→ **Work required**: Print the span of lines below that opens with the line containing "Target = soil path" and closes with the line containing "x=168 y=498", keeping both of those lines and omitting the pictures.

Rows from an object pointing dataset
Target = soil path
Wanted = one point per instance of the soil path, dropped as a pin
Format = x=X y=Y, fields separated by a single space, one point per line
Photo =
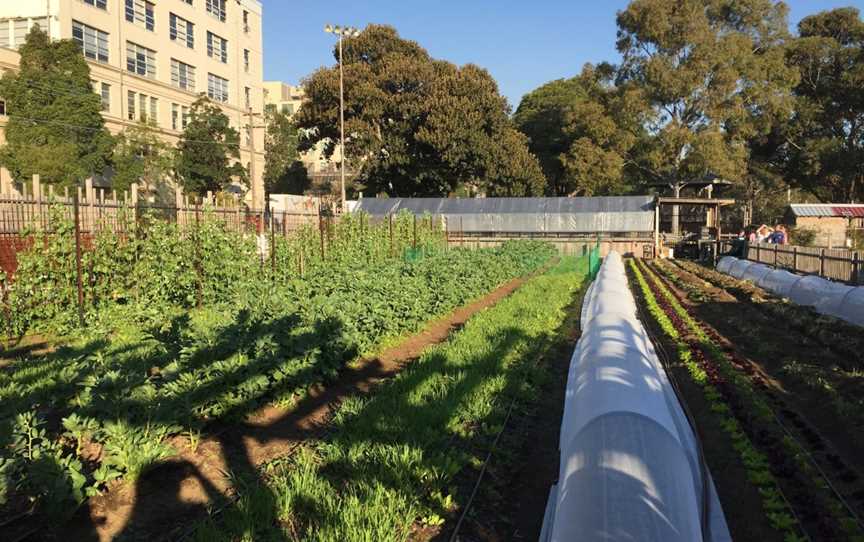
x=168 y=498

---

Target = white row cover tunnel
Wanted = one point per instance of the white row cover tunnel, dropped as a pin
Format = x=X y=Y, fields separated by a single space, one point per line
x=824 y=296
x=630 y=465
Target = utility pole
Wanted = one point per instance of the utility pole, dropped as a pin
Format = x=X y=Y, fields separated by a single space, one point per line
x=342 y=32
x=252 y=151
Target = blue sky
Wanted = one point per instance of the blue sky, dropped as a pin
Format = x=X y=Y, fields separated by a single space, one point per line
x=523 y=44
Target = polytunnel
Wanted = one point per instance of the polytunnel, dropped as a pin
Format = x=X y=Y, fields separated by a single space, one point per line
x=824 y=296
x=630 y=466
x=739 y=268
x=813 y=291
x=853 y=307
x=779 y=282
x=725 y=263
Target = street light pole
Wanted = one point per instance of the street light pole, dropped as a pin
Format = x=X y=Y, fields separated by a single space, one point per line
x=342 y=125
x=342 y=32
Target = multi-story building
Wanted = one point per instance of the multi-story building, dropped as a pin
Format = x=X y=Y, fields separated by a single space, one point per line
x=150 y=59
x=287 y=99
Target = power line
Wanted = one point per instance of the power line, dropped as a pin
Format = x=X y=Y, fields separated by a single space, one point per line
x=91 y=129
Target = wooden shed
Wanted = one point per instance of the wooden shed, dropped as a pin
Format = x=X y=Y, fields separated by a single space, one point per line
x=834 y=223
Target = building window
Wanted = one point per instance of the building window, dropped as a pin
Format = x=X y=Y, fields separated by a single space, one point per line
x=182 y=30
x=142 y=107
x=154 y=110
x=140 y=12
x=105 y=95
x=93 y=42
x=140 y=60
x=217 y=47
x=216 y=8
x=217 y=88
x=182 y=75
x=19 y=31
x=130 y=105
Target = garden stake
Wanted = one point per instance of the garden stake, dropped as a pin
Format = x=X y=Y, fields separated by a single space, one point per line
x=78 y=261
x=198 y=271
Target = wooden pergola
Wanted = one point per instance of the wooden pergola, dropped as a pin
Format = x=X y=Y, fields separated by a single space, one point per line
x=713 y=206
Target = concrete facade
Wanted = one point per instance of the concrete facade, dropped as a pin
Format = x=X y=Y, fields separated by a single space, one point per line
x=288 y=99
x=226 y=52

* * *

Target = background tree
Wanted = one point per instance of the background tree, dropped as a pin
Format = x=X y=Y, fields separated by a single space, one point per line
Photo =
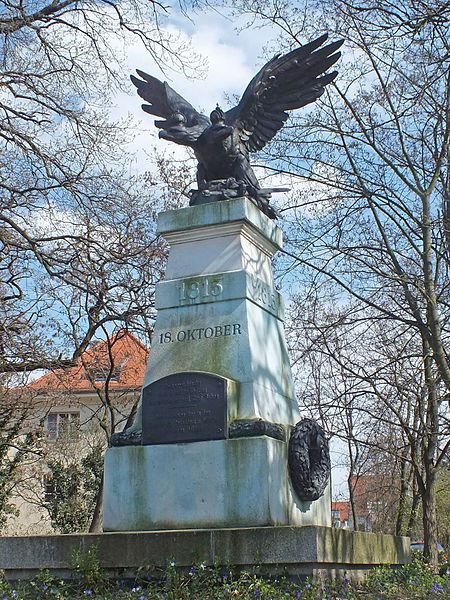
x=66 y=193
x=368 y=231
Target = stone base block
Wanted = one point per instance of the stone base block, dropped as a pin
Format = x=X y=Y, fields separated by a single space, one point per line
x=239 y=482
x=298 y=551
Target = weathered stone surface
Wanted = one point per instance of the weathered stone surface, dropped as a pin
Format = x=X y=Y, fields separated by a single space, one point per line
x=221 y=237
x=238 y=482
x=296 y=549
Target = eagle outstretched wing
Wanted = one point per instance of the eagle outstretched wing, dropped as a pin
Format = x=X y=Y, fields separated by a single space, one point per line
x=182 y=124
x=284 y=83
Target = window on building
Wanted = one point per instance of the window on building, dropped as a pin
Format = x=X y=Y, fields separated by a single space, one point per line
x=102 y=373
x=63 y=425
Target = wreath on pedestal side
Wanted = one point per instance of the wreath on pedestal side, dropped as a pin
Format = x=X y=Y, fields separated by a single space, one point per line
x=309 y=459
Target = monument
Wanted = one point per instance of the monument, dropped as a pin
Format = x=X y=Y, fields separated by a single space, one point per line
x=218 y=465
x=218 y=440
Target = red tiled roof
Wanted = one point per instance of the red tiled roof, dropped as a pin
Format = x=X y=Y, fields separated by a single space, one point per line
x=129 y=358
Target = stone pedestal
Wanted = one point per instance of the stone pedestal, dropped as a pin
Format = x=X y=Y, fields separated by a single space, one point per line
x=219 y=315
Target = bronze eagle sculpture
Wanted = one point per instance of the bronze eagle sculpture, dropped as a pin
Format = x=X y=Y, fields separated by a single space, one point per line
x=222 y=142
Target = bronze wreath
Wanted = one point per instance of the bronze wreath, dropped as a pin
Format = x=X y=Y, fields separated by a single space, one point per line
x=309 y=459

→ **Solution to the problem**:
Target = soil path
Wanted = one point per instance of the soil path, dropped as a pin
Format = x=X y=Y, fields separated by a single space, one point per line
Photo =
x=168 y=498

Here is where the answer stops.